» **Saved entries**:

=-=-=

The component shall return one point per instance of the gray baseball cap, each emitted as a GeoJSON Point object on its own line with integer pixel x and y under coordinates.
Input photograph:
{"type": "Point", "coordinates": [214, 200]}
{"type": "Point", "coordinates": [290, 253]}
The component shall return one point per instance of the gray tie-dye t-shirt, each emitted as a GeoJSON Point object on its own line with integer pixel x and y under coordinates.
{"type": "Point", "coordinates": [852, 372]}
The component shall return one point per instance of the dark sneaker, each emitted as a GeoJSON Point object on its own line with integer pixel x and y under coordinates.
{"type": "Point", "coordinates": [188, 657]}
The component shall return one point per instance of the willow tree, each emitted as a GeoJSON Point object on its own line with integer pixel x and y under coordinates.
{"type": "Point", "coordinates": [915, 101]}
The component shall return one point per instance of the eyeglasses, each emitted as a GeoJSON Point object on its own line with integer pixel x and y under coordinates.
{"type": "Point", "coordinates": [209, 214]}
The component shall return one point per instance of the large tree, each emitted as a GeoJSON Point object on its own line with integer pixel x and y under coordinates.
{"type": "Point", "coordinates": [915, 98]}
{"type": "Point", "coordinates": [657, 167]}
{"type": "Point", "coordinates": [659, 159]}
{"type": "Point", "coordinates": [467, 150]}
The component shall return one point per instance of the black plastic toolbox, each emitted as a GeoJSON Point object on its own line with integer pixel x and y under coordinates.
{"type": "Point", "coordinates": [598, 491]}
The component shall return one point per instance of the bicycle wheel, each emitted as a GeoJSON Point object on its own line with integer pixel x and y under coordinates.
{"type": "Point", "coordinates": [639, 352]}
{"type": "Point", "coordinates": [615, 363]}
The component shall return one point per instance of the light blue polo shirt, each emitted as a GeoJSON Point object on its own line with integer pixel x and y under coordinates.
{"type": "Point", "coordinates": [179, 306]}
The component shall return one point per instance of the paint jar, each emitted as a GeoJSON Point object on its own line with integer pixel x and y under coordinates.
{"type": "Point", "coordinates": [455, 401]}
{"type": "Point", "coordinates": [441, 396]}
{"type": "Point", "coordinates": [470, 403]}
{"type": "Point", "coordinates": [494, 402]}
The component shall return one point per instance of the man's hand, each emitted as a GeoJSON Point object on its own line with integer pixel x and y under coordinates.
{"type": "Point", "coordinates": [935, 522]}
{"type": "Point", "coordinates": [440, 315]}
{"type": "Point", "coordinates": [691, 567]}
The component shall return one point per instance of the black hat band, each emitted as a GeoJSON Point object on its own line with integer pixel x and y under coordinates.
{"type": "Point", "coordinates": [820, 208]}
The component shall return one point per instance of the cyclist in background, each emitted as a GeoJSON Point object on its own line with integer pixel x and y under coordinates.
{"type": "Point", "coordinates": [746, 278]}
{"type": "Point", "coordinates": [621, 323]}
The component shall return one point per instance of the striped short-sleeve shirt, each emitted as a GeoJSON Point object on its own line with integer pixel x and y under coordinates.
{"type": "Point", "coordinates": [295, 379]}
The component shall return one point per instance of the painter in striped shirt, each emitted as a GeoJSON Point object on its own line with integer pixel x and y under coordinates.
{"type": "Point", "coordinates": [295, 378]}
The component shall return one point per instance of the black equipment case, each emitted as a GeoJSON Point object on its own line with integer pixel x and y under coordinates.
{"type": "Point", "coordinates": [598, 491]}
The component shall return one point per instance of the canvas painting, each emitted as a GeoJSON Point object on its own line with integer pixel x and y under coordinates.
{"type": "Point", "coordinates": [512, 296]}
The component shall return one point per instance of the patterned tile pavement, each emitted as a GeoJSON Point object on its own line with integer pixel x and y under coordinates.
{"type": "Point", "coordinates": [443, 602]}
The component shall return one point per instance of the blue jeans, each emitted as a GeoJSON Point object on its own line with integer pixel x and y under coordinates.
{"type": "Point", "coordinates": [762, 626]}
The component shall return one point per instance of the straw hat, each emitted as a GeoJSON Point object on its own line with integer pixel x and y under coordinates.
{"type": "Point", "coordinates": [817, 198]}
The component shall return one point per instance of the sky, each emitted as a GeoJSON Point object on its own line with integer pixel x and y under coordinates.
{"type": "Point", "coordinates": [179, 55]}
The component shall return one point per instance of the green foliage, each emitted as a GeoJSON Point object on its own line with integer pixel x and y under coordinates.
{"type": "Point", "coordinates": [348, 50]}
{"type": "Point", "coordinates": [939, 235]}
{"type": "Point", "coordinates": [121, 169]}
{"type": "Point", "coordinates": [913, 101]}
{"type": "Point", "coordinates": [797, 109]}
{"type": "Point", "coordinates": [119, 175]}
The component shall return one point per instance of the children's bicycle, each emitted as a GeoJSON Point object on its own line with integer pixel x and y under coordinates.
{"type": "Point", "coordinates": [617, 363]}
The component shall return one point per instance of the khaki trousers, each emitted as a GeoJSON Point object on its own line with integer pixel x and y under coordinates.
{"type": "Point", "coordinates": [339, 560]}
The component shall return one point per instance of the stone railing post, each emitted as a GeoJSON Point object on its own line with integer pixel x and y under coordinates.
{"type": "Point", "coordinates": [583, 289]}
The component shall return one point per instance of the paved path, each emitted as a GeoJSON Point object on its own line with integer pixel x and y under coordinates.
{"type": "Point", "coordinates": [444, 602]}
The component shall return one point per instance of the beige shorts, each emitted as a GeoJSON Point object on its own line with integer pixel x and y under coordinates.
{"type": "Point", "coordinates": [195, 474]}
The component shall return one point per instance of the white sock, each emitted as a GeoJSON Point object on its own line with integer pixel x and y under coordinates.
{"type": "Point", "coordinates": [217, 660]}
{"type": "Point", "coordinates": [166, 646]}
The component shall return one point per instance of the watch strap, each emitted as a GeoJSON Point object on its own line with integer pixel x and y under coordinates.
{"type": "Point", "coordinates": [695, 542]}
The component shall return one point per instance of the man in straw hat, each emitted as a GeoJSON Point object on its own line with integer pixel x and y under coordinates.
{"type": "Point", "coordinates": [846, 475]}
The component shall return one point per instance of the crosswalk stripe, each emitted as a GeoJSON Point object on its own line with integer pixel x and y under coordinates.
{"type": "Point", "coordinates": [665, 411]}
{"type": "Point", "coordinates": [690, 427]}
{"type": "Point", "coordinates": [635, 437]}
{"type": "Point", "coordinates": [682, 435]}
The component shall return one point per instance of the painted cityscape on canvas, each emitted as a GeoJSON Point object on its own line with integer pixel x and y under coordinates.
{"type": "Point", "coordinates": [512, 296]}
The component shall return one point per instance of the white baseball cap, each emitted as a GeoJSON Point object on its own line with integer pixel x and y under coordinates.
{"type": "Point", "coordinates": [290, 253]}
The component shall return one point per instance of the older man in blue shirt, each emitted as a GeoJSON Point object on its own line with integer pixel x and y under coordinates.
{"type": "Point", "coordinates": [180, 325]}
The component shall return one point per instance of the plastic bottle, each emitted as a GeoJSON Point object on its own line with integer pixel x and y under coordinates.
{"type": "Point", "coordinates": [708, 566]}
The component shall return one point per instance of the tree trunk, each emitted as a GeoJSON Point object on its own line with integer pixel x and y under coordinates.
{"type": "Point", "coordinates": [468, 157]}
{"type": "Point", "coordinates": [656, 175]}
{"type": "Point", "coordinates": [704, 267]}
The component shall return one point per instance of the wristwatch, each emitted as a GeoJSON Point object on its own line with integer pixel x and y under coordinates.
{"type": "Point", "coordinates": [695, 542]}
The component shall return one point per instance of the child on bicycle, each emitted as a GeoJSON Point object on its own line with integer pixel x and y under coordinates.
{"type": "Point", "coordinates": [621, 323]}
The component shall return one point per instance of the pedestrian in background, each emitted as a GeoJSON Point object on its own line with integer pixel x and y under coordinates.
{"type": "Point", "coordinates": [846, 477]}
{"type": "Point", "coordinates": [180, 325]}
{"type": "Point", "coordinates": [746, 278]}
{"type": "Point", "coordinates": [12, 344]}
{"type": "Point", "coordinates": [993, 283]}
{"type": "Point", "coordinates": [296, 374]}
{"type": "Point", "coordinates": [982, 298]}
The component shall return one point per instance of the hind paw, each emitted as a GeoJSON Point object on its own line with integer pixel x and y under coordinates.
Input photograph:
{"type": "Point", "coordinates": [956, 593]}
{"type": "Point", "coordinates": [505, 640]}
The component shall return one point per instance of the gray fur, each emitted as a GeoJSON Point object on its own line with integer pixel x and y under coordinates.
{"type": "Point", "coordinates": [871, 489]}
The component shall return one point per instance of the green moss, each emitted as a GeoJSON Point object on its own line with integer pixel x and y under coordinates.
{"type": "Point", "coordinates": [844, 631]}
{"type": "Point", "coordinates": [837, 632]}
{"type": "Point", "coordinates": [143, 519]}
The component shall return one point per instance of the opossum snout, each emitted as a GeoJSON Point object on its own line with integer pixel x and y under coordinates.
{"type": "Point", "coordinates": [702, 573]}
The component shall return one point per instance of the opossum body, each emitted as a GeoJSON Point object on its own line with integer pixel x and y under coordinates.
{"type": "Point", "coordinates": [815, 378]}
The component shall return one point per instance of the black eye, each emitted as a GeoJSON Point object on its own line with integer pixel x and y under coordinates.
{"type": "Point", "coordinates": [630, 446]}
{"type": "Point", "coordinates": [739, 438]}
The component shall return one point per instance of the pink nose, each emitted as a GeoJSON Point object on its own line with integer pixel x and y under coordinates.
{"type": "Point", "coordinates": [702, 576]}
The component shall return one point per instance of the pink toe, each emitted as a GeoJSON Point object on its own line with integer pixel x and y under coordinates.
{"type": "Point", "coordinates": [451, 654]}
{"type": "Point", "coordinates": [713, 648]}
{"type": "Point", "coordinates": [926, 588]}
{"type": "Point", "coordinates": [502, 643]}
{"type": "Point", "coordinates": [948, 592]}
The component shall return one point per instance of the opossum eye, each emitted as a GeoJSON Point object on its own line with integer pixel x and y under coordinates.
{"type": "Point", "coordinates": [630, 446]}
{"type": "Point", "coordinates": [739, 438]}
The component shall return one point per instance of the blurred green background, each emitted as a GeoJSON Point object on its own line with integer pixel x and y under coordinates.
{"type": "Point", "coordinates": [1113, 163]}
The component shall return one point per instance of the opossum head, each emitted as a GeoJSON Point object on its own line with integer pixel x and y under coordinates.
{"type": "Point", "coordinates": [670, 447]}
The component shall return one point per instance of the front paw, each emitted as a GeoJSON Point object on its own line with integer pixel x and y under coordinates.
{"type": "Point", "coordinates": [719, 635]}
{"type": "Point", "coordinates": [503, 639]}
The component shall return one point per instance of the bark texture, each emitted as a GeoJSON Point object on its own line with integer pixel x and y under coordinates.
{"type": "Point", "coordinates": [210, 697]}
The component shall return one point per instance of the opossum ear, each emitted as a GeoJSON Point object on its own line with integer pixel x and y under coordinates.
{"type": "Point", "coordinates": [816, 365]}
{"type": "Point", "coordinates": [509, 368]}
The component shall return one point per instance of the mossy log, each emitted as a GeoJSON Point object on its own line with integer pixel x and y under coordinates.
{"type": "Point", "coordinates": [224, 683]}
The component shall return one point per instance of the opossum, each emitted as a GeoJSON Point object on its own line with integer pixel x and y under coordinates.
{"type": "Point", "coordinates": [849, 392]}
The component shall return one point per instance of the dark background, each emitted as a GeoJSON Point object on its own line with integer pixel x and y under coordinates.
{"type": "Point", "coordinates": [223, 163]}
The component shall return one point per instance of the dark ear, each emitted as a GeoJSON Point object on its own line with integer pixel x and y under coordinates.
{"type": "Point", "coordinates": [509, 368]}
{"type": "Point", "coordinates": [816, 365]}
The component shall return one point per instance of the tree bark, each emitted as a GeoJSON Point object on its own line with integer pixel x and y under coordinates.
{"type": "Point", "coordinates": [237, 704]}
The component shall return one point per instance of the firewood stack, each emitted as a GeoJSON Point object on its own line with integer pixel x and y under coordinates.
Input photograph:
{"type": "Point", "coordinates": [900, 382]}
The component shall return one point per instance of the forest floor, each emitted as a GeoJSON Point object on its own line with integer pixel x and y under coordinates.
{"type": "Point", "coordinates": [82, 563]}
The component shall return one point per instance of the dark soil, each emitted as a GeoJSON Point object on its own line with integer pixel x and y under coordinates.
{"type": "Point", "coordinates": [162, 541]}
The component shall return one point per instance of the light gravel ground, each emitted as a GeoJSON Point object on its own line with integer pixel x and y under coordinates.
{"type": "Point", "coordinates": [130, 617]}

=-=-=

» **The task**:
Copy, character for character, the lines from the line that holds "dark soil, each" through the final line of the records above.

» **Result of the task**:
The component shall return one point per instance of the dark soil, each emitted as a GeoJSON Point object on its own line with integer pixel x and y under coordinates.
{"type": "Point", "coordinates": [162, 541]}
The component shall return one point per instance of the light gravel ground, each emitted as a GeoJSON Point object on its own line with integer pixel x and y under coordinates.
{"type": "Point", "coordinates": [130, 617]}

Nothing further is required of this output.